Assigned task A
In the essay below on whether human civilization can last 10,000 years, what example figure is given for a short average lifespan of technological civilizations?
Assigned task B
Duplicate the part of the essay on human civilization lasting 10,000 years starting at "Why I want civilization" and ending at "Tolstoy, and Dickens.".

Extract to read
╔══
Can human civilization last 10,000 years?

random trip report
Feb. 2021

I was talking with Noah about SETI the other day, and I pointed out that if the average lifespan of technological civilizations is short (like 1000 years), our chance of detecting ET at a particular moment in the 13-billion span of the universe could be very small.

This led me to three questions:

  1. Is it desirable that human civilization last another 10,000 years?
  2. What is the likelihood that it will do so?
  3. What can we do to increase the likelihood?

Why I want civilization to last 10,000 years

Humans have created great things:

  • The music of Bach, Beethoven, Chopin, and the Beatles (these are my Western-centric favorites; substitute your own).
  • The literary works of Shakespeare, Tolstoy, and Dickens.
  • The art of Michelangelo, Da Vinci, and Picasso.
  • The philosophical ideas of Socrates, Buddha, and Kant.

These creations are unique in the universe. There may be other civilizations that have arts and philosophy, but ours will be different.

Perhaps I'm anthropocentric, but I think that human creations show a level of genius that may be much rarer than intelligence per se. I'm amazed, for example, that the works of Bach emerged from a mortal brain. It's possible that some creations of humans are the greatest in the entire breadth and lifetime of the universe.

Human have also accomplished incredible things in math and science. We discovered relativity and quantum mechanics. We proved Fermat's last theorem and the independence of the continuum hypothesis. These are staggering feats of intellect. However, I view them separately from humanities because other civilizations are likely to have made the same (and probably greater) discoveries.

If humans become extinct today, our creations disappear in the sense that there will be no one to experience and appreciate them. In the case of cataclysmic extinction (e.g. nuclear war) they will be physically destroyed. Perhaps the physical artifacts will survive, and other intelligence beings will evolve on Earth; but there is no guarantee that these beings will have the types of intelligence needed to understand our creations. So it's likely that if humans become extinct in the near future, our creations die with us.
╚══
Dataset extract
╔══
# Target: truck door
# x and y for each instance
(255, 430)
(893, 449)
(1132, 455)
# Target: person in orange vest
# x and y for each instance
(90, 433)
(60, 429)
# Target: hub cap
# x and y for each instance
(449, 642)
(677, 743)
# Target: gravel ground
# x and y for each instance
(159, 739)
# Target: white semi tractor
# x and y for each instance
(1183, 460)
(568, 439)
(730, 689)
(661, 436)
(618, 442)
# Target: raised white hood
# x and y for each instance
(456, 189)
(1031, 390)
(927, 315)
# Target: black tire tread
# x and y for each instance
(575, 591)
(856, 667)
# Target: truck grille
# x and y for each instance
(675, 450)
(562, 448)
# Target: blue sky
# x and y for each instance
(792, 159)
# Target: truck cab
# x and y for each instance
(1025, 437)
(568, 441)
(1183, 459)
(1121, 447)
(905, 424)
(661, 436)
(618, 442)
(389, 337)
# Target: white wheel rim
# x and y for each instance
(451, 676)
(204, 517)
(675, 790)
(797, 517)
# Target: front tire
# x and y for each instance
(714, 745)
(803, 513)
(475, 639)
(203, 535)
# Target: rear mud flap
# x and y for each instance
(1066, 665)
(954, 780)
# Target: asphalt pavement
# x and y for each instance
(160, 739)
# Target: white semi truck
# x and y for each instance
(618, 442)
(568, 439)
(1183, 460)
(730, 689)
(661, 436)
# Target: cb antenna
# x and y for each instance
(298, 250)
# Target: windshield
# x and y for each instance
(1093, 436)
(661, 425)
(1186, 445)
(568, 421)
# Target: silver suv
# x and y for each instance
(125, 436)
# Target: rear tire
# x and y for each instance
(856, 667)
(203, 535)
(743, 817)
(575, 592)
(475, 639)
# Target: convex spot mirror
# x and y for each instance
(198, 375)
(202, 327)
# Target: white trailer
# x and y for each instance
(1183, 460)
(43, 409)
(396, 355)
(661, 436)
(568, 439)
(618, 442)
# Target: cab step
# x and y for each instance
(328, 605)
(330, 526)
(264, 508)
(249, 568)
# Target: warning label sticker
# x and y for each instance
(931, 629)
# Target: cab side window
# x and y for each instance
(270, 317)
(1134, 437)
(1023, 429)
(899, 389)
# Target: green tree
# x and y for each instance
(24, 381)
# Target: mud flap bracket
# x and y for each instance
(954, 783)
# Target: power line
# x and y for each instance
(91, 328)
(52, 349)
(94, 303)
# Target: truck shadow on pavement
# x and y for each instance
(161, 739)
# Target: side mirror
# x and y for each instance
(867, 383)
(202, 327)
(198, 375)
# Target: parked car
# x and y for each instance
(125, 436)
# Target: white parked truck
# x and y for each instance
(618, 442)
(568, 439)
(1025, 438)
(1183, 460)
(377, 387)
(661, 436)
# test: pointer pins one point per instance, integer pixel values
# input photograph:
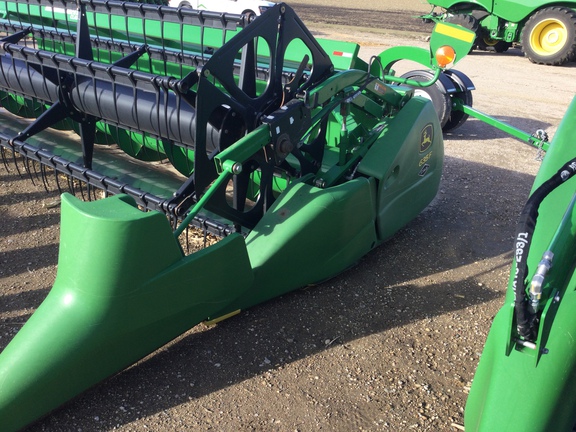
╚══
Result A
1000 years.

Result B
Why I want civilization to last 10,000 years

Humans have created great things:

  • The music of Bach, Beethoven, Chopin, and the Beatles (these are my Western-centric favorites; substitute your own).
  • The literary works of Shakespeare, Tolstoy, and Dickens.